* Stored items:
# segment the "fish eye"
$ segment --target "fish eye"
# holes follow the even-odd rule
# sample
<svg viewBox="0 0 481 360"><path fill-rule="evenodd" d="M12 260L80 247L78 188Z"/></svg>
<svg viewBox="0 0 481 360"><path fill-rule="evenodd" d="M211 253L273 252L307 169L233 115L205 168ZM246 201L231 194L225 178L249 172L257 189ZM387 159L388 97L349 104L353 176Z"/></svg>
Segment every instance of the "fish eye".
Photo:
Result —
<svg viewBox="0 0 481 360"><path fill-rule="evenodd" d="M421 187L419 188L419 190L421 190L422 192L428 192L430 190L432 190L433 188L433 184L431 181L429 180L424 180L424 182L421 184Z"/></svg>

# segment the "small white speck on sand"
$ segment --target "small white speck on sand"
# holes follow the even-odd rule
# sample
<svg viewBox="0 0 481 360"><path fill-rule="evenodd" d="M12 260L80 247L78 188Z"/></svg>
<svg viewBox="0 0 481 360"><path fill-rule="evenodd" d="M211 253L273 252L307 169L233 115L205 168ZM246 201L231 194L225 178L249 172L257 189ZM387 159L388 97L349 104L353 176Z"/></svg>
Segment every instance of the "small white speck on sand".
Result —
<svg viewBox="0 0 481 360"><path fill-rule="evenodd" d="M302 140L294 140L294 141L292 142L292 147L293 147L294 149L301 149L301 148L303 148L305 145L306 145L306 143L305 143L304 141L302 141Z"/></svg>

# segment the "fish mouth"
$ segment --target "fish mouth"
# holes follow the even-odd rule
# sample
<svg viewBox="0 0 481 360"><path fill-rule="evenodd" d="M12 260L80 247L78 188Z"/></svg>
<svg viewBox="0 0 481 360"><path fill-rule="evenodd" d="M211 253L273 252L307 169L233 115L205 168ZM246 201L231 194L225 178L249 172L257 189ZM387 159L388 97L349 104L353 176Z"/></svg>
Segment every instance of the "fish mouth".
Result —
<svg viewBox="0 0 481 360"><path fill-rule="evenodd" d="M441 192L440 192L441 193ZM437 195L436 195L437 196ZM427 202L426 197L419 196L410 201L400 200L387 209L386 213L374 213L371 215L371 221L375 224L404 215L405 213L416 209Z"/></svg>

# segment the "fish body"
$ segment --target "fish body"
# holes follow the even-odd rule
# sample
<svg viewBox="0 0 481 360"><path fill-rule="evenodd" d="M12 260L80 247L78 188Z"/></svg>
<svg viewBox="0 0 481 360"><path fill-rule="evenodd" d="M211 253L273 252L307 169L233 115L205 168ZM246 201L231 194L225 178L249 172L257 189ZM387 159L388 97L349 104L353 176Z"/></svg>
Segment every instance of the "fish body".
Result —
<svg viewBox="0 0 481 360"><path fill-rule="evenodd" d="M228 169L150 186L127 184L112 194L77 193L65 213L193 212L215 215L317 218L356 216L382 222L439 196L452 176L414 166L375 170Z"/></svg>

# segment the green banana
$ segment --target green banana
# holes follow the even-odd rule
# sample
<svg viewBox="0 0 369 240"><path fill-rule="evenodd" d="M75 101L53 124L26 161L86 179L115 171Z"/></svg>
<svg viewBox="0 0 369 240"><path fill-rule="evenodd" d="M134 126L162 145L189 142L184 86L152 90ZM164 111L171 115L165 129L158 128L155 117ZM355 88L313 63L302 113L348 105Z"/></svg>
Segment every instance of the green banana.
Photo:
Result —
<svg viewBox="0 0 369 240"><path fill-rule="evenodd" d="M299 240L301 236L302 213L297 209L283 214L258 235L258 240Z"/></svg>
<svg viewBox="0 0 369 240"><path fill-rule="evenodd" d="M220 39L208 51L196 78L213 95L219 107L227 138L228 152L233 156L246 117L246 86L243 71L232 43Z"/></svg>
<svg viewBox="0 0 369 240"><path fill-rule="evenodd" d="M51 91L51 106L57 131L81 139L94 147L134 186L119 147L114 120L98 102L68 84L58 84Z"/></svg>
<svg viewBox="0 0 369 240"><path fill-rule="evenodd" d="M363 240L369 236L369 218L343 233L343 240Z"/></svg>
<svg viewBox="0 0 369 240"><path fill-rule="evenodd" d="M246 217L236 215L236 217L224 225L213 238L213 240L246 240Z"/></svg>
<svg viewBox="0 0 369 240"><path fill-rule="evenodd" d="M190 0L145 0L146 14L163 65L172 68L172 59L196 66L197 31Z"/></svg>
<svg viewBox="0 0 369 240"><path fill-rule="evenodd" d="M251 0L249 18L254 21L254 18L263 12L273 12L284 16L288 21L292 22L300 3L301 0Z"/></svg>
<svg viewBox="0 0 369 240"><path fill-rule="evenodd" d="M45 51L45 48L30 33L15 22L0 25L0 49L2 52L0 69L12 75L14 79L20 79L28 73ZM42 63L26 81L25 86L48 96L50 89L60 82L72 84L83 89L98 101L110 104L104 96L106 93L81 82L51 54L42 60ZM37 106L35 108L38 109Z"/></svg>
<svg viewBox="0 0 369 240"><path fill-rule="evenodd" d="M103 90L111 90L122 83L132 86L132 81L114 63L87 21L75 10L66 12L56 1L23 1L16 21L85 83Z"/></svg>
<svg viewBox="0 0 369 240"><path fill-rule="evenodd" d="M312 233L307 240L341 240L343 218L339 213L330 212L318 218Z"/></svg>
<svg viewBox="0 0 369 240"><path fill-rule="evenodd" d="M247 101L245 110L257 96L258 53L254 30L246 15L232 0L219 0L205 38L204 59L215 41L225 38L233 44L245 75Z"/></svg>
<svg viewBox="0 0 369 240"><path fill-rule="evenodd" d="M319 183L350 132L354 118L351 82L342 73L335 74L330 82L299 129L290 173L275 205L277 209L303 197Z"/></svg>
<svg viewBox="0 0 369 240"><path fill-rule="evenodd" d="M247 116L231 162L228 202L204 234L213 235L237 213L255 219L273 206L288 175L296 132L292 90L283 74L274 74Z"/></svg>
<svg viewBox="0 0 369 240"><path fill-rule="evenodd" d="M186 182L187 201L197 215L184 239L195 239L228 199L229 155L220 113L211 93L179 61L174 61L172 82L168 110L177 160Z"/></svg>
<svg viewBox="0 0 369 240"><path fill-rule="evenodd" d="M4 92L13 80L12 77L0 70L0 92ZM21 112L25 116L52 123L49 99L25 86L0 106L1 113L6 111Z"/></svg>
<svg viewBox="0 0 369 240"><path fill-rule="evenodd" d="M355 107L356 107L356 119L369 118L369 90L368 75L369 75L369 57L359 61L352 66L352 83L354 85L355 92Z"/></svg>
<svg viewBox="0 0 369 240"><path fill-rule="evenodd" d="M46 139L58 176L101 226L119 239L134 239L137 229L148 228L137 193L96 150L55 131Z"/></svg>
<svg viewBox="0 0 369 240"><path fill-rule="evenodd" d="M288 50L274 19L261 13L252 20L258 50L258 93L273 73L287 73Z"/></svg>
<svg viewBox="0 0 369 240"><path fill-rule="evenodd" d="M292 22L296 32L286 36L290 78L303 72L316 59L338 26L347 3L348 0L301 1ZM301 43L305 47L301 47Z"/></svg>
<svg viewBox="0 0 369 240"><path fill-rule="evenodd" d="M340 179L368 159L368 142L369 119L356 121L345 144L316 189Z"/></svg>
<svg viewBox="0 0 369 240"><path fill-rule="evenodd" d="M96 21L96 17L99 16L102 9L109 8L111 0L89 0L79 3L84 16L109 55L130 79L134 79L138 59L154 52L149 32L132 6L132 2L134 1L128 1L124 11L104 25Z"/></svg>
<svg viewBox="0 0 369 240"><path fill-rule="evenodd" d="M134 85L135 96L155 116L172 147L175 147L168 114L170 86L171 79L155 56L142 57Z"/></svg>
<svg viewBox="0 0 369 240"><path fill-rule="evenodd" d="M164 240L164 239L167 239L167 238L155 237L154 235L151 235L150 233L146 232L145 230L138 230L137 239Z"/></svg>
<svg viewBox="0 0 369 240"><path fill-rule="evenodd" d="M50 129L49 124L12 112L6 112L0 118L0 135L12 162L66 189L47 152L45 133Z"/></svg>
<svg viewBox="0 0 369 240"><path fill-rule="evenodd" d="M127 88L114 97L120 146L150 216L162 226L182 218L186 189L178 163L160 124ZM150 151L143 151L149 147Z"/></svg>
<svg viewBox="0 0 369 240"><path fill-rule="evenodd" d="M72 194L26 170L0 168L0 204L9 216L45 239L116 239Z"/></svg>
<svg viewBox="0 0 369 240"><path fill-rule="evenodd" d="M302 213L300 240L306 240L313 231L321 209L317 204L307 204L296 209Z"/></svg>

* WHAT YOU WILL DO: Please say only the number of lines in the data that hold "green".

* OUTPUT OF THE EXERCISE: 3